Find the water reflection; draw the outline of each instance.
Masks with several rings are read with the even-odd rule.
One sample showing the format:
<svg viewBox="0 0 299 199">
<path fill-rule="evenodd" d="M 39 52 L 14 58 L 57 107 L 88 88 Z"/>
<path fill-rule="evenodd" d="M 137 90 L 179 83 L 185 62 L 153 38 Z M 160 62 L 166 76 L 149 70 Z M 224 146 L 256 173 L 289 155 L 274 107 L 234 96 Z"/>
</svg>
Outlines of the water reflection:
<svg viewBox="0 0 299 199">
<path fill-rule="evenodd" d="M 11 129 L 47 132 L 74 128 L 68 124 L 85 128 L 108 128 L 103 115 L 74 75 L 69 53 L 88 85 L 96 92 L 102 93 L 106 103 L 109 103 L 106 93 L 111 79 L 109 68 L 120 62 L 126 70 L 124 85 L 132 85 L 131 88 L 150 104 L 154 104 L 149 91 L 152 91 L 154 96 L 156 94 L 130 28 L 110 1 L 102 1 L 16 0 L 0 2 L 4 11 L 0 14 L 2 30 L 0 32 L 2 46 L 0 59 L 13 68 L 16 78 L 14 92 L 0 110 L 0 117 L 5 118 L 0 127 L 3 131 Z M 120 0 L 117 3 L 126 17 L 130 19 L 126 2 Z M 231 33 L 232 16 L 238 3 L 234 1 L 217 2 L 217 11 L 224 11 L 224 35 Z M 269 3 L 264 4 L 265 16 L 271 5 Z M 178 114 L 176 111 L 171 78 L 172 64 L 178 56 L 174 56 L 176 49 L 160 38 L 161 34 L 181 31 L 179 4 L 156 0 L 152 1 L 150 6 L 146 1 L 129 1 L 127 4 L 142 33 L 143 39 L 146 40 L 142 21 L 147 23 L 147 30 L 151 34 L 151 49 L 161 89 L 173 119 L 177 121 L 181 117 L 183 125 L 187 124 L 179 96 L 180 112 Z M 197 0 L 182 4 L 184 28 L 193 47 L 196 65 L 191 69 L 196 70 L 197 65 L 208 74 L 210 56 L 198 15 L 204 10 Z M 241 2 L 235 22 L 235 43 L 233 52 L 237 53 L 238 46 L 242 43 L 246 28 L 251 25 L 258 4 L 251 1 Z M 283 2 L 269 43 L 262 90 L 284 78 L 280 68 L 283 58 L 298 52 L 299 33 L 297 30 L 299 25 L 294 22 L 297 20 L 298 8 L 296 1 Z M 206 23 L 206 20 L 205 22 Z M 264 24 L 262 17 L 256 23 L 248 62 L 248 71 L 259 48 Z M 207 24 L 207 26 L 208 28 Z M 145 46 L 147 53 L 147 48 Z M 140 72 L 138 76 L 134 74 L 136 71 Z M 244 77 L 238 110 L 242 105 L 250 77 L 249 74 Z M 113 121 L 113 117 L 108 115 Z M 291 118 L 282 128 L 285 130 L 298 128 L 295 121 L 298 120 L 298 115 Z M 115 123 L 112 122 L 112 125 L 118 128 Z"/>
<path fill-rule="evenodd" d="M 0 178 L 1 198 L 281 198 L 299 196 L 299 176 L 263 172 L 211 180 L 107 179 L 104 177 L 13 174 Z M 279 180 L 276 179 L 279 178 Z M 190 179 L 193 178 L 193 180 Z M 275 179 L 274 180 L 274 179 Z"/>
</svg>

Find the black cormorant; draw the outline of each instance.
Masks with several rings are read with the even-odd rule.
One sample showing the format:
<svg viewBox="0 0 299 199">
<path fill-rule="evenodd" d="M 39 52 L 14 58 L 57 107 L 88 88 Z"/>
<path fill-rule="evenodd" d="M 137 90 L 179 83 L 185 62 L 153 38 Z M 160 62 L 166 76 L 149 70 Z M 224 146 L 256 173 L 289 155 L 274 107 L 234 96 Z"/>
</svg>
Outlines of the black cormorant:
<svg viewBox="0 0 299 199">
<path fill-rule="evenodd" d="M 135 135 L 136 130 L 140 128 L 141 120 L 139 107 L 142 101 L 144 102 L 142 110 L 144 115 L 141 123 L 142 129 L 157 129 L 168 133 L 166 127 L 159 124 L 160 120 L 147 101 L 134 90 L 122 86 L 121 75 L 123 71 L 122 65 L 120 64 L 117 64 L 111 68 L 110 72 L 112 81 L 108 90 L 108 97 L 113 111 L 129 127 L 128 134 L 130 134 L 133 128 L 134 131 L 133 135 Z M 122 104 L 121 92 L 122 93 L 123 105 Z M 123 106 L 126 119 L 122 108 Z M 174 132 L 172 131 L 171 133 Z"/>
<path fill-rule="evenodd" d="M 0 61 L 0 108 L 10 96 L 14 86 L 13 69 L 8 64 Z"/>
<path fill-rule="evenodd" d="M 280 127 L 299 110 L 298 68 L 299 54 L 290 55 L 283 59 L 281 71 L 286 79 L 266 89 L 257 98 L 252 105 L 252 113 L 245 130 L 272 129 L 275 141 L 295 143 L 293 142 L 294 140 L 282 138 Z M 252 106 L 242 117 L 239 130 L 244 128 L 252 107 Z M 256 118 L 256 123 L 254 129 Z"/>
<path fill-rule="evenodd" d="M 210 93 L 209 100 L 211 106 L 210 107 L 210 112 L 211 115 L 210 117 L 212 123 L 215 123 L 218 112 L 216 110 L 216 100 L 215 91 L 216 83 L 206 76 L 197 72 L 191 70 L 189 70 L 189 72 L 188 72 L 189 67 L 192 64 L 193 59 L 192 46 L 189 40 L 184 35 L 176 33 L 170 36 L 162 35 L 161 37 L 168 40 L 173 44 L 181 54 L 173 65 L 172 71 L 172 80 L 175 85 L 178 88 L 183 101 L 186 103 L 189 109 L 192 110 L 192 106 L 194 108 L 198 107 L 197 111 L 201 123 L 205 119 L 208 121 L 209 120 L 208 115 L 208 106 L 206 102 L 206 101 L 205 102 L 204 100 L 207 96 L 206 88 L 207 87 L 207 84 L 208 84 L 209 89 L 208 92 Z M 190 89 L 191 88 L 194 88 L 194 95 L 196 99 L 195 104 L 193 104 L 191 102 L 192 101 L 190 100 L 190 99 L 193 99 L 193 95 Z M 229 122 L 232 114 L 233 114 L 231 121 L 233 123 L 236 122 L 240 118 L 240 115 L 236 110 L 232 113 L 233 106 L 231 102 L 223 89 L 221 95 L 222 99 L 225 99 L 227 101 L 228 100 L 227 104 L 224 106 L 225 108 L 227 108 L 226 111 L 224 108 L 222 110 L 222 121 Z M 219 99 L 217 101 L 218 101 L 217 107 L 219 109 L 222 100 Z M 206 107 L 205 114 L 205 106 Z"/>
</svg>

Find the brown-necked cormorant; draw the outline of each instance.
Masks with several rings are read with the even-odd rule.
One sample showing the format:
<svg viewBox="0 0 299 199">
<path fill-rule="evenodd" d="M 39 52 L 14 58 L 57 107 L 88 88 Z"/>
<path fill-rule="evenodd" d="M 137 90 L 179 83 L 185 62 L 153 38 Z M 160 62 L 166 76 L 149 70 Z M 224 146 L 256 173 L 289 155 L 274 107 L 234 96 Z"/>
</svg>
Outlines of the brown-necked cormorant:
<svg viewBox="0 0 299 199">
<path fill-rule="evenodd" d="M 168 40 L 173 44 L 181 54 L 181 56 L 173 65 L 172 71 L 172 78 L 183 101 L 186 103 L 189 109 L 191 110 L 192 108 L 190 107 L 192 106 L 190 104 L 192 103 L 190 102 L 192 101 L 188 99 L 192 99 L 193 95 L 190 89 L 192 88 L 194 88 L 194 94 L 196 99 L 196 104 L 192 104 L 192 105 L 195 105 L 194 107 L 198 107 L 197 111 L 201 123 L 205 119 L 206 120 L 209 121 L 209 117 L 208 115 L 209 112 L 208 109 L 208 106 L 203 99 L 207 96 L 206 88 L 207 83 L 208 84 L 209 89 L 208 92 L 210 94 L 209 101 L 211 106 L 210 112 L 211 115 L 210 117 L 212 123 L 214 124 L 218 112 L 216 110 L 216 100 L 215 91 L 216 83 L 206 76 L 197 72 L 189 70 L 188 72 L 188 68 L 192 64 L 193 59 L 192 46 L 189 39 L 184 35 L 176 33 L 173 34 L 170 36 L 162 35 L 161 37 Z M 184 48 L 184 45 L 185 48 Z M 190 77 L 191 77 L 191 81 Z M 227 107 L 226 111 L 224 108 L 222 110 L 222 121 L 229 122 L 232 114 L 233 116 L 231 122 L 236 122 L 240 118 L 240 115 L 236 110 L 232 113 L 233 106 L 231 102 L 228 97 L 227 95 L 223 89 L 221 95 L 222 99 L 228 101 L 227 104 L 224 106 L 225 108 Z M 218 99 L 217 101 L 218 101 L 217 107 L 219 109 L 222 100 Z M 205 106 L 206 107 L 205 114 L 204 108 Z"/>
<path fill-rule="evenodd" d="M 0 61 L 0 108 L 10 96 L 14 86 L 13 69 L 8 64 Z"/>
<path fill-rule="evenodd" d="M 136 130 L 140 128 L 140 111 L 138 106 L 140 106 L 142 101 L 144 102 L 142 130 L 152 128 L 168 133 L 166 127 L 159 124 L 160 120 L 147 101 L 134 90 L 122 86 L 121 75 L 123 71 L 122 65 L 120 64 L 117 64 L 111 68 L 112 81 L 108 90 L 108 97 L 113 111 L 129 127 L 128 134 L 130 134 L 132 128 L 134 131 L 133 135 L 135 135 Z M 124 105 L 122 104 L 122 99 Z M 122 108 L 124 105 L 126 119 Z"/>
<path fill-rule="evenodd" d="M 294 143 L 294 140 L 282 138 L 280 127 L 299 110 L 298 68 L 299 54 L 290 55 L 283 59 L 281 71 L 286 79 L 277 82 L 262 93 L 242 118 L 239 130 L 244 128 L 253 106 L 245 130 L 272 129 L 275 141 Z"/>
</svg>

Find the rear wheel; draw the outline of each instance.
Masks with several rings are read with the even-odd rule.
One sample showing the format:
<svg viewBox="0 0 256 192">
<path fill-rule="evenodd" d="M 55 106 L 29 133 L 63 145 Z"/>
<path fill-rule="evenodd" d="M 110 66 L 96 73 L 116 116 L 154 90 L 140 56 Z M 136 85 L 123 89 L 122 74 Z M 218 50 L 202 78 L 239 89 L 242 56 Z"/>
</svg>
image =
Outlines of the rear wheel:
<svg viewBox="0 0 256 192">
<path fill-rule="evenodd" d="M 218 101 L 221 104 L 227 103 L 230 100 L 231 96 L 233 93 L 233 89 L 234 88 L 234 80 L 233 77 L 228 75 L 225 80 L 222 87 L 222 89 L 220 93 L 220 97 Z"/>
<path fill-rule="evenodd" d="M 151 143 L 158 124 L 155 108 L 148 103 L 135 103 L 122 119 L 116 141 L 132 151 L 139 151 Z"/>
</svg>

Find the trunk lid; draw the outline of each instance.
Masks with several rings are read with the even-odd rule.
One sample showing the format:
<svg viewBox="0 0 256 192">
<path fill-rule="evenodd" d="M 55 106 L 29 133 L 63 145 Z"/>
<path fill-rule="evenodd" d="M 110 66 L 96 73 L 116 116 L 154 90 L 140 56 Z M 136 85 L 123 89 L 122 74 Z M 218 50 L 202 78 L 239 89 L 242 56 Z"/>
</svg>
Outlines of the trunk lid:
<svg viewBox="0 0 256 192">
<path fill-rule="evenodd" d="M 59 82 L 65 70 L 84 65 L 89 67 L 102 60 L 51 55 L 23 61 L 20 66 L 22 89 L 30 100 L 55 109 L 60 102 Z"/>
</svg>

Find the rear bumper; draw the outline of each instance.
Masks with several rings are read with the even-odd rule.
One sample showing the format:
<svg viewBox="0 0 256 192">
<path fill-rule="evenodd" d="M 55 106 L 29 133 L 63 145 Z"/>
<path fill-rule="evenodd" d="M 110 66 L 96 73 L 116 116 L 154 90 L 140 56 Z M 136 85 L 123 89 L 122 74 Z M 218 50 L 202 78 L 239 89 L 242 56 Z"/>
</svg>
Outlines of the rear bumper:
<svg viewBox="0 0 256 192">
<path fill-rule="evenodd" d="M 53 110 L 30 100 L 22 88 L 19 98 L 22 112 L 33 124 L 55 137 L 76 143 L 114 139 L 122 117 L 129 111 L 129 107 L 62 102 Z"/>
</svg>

···

● Your goal:
Transcribe the lines above without any changes, starting at the line containing "Find the rear bumper;" and ending at the last line.

● Response for this exercise:
Find the rear bumper; draw the outline of each instance.
Masks with several rings are read with the even-odd rule.
One sample showing the format:
<svg viewBox="0 0 256 192">
<path fill-rule="evenodd" d="M 55 106 L 29 133 L 63 145 Z"/>
<path fill-rule="evenodd" d="M 110 66 L 96 73 L 116 116 L 154 90 L 140 56 Z M 136 85 L 123 89 L 122 74 Z M 218 50 L 202 78 L 239 89 L 242 56 Z"/>
</svg>
Outlines of the rear bumper:
<svg viewBox="0 0 256 192">
<path fill-rule="evenodd" d="M 53 110 L 30 100 L 22 88 L 19 98 L 22 112 L 33 124 L 55 137 L 76 143 L 114 139 L 122 117 L 129 111 L 129 107 L 62 102 Z"/>
</svg>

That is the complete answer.